(Extracted data entries)
━━━━━━

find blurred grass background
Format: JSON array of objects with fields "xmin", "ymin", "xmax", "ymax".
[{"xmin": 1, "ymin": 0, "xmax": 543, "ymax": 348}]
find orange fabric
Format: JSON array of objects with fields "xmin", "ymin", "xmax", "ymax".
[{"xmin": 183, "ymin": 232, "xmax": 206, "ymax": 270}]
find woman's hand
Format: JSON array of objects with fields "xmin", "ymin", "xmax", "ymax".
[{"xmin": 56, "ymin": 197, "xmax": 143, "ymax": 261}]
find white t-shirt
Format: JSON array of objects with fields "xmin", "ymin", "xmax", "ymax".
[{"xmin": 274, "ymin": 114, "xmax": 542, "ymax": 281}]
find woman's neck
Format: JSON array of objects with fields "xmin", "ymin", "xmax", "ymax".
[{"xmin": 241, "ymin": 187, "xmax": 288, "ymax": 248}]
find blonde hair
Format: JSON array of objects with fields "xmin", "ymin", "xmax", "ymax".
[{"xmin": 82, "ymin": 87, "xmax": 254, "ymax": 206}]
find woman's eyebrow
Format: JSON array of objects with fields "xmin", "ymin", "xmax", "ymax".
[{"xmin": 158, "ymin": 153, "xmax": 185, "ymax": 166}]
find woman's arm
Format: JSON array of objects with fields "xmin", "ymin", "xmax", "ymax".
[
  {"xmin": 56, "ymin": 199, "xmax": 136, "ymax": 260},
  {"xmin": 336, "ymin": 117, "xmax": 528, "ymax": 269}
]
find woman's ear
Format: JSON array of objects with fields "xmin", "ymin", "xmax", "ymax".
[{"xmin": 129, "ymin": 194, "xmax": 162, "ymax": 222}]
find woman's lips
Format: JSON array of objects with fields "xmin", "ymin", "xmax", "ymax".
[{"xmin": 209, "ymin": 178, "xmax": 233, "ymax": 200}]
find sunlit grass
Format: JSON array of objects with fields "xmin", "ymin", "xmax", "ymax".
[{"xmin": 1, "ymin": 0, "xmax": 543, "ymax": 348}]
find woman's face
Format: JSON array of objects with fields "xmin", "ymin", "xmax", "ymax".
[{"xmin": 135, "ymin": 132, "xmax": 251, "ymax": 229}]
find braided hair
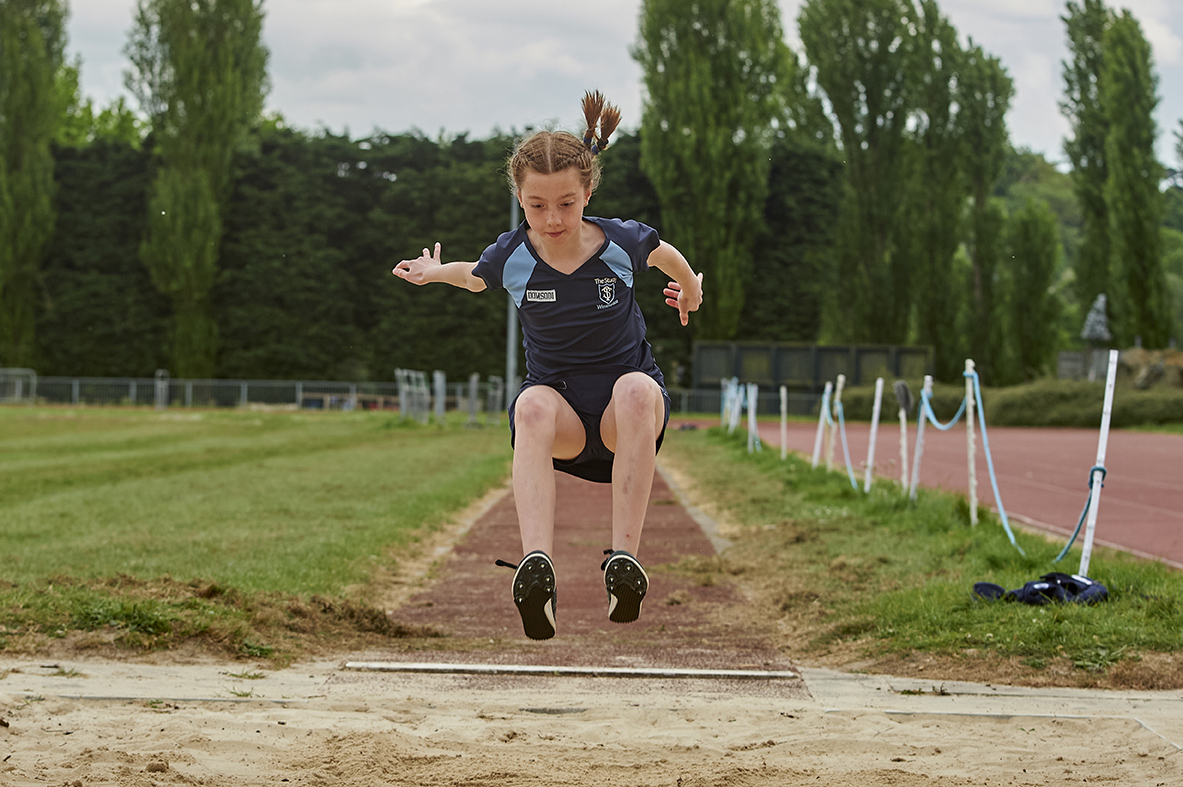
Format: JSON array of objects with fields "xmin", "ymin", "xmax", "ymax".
[{"xmin": 508, "ymin": 91, "xmax": 622, "ymax": 194}]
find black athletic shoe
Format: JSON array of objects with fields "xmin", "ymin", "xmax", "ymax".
[
  {"xmin": 496, "ymin": 551, "xmax": 557, "ymax": 640},
  {"xmin": 600, "ymin": 549, "xmax": 648, "ymax": 624}
]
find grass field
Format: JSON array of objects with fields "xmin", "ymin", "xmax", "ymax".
[
  {"xmin": 2, "ymin": 406, "xmax": 1180, "ymax": 686},
  {"xmin": 0, "ymin": 406, "xmax": 511, "ymax": 659},
  {"xmin": 658, "ymin": 427, "xmax": 1183, "ymax": 688}
]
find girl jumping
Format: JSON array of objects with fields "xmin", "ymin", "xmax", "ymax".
[{"xmin": 393, "ymin": 91, "xmax": 703, "ymax": 640}]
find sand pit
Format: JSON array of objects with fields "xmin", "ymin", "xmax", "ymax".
[{"xmin": 2, "ymin": 657, "xmax": 1181, "ymax": 786}]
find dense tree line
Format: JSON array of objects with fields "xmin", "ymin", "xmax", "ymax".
[
  {"xmin": 3, "ymin": 0, "xmax": 1181, "ymax": 386},
  {"xmin": 32, "ymin": 121, "xmax": 840, "ymax": 382}
]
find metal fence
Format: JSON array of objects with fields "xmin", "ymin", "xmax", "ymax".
[
  {"xmin": 27, "ymin": 373, "xmax": 502, "ymax": 414},
  {"xmin": 0, "ymin": 368, "xmax": 37, "ymax": 404},
  {"xmin": 693, "ymin": 341, "xmax": 933, "ymax": 392},
  {"xmin": 671, "ymin": 386, "xmax": 822, "ymax": 418},
  {"xmin": 8, "ymin": 371, "xmax": 825, "ymax": 419}
]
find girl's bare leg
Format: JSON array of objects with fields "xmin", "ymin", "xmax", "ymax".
[
  {"xmin": 600, "ymin": 372, "xmax": 666, "ymax": 554},
  {"xmin": 511, "ymin": 385, "xmax": 585, "ymax": 557}
]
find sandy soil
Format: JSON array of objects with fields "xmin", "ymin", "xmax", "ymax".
[{"xmin": 2, "ymin": 656, "xmax": 1181, "ymax": 786}]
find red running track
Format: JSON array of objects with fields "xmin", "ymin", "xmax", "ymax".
[{"xmin": 689, "ymin": 418, "xmax": 1183, "ymax": 570}]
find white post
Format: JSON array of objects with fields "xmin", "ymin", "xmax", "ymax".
[
  {"xmin": 811, "ymin": 381, "xmax": 832, "ymax": 469},
  {"xmin": 433, "ymin": 371, "xmax": 446, "ymax": 423},
  {"xmin": 154, "ymin": 369, "xmax": 169, "ymax": 411},
  {"xmin": 826, "ymin": 374, "xmax": 846, "ymax": 472},
  {"xmin": 506, "ymin": 196, "xmax": 520, "ymax": 406},
  {"xmin": 746, "ymin": 383, "xmax": 761, "ymax": 453},
  {"xmin": 897, "ymin": 400, "xmax": 909, "ymax": 490},
  {"xmin": 965, "ymin": 359, "xmax": 978, "ymax": 526},
  {"xmin": 1079, "ymin": 349, "xmax": 1120, "ymax": 577},
  {"xmin": 779, "ymin": 385, "xmax": 788, "ymax": 461},
  {"xmin": 909, "ymin": 375, "xmax": 933, "ymax": 501},
  {"xmin": 864, "ymin": 377, "xmax": 884, "ymax": 493},
  {"xmin": 728, "ymin": 378, "xmax": 743, "ymax": 434}
]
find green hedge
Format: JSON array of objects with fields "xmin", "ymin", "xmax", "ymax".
[{"xmin": 834, "ymin": 378, "xmax": 1183, "ymax": 428}]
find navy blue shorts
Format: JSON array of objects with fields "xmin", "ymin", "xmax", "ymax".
[{"xmin": 509, "ymin": 370, "xmax": 672, "ymax": 484}]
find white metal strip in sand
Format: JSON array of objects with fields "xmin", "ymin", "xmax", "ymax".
[{"xmin": 343, "ymin": 662, "xmax": 799, "ymax": 680}]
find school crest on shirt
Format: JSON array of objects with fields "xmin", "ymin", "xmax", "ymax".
[{"xmin": 596, "ymin": 277, "xmax": 618, "ymax": 309}]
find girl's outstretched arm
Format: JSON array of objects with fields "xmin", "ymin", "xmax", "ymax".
[
  {"xmin": 648, "ymin": 241, "xmax": 703, "ymax": 326},
  {"xmin": 393, "ymin": 242, "xmax": 487, "ymax": 292}
]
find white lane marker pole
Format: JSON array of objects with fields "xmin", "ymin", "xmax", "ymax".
[
  {"xmin": 1079, "ymin": 349, "xmax": 1120, "ymax": 577},
  {"xmin": 811, "ymin": 381, "xmax": 832, "ymax": 469},
  {"xmin": 909, "ymin": 376, "xmax": 933, "ymax": 501},
  {"xmin": 864, "ymin": 377, "xmax": 884, "ymax": 493},
  {"xmin": 827, "ymin": 374, "xmax": 846, "ymax": 472},
  {"xmin": 965, "ymin": 359, "xmax": 978, "ymax": 526},
  {"xmin": 780, "ymin": 385, "xmax": 788, "ymax": 461}
]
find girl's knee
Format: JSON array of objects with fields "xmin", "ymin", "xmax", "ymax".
[
  {"xmin": 615, "ymin": 373, "xmax": 662, "ymax": 407},
  {"xmin": 611, "ymin": 374, "xmax": 661, "ymax": 419},
  {"xmin": 514, "ymin": 388, "xmax": 560, "ymax": 429}
]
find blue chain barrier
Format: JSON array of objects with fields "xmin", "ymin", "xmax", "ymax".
[
  {"xmin": 966, "ymin": 369, "xmax": 1024, "ymax": 555},
  {"xmin": 1054, "ymin": 465, "xmax": 1107, "ymax": 563},
  {"xmin": 834, "ymin": 401, "xmax": 860, "ymax": 491},
  {"xmin": 920, "ymin": 388, "xmax": 967, "ymax": 431}
]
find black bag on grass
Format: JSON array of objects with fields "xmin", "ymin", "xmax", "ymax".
[{"xmin": 973, "ymin": 572, "xmax": 1108, "ymax": 606}]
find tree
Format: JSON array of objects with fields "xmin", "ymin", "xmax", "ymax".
[
  {"xmin": 125, "ymin": 0, "xmax": 268, "ymax": 377},
  {"xmin": 738, "ymin": 134, "xmax": 842, "ymax": 343},
  {"xmin": 1102, "ymin": 10, "xmax": 1168, "ymax": 347},
  {"xmin": 1061, "ymin": 0, "xmax": 1112, "ymax": 327},
  {"xmin": 898, "ymin": 0, "xmax": 968, "ymax": 380},
  {"xmin": 38, "ymin": 139, "xmax": 166, "ymax": 375},
  {"xmin": 0, "ymin": 0, "xmax": 66, "ymax": 367},
  {"xmin": 998, "ymin": 199, "xmax": 1062, "ymax": 383},
  {"xmin": 958, "ymin": 42, "xmax": 1013, "ymax": 383},
  {"xmin": 362, "ymin": 131, "xmax": 513, "ymax": 382},
  {"xmin": 634, "ymin": 0, "xmax": 793, "ymax": 340},
  {"xmin": 56, "ymin": 59, "xmax": 144, "ymax": 148},
  {"xmin": 799, "ymin": 0, "xmax": 916, "ymax": 343}
]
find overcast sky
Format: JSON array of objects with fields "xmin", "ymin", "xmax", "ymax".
[{"xmin": 68, "ymin": 0, "xmax": 1183, "ymax": 167}]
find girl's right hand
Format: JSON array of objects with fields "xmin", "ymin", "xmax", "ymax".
[{"xmin": 393, "ymin": 242, "xmax": 442, "ymax": 285}]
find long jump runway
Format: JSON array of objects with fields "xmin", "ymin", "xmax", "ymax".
[
  {"xmin": 359, "ymin": 468, "xmax": 808, "ymax": 700},
  {"xmin": 753, "ymin": 420, "xmax": 1183, "ymax": 569}
]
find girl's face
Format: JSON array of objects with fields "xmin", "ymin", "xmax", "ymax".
[{"xmin": 517, "ymin": 167, "xmax": 592, "ymax": 248}]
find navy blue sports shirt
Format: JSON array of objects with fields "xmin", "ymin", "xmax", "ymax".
[{"xmin": 473, "ymin": 217, "xmax": 666, "ymax": 389}]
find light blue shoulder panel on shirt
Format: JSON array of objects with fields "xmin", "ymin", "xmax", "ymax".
[
  {"xmin": 600, "ymin": 241, "xmax": 634, "ymax": 289},
  {"xmin": 503, "ymin": 244, "xmax": 539, "ymax": 308}
]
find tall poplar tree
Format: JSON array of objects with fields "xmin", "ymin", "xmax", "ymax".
[
  {"xmin": 1102, "ymin": 10, "xmax": 1168, "ymax": 347},
  {"xmin": 898, "ymin": 0, "xmax": 966, "ymax": 380},
  {"xmin": 0, "ymin": 0, "xmax": 66, "ymax": 367},
  {"xmin": 634, "ymin": 0, "xmax": 793, "ymax": 340},
  {"xmin": 959, "ymin": 41, "xmax": 1013, "ymax": 382},
  {"xmin": 1061, "ymin": 0, "xmax": 1112, "ymax": 324},
  {"xmin": 999, "ymin": 199, "xmax": 1061, "ymax": 382},
  {"xmin": 799, "ymin": 0, "xmax": 915, "ymax": 343},
  {"xmin": 125, "ymin": 0, "xmax": 267, "ymax": 377}
]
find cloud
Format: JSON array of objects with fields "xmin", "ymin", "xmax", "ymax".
[
  {"xmin": 1117, "ymin": 0, "xmax": 1183, "ymax": 65},
  {"xmin": 263, "ymin": 0, "xmax": 645, "ymax": 136},
  {"xmin": 64, "ymin": 0, "xmax": 1183, "ymax": 162}
]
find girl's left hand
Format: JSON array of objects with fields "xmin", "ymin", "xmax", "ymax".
[{"xmin": 664, "ymin": 272, "xmax": 704, "ymax": 326}]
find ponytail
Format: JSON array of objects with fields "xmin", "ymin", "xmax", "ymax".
[
  {"xmin": 581, "ymin": 90, "xmax": 621, "ymax": 155},
  {"xmin": 507, "ymin": 90, "xmax": 623, "ymax": 193}
]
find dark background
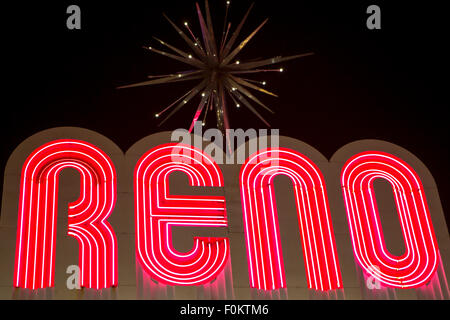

━━━━━━

> _TASK GOAL_
Working down the entries above, count each line in which "metal" occurs, and state only the resulting number.

> _ANSWER SECTION_
2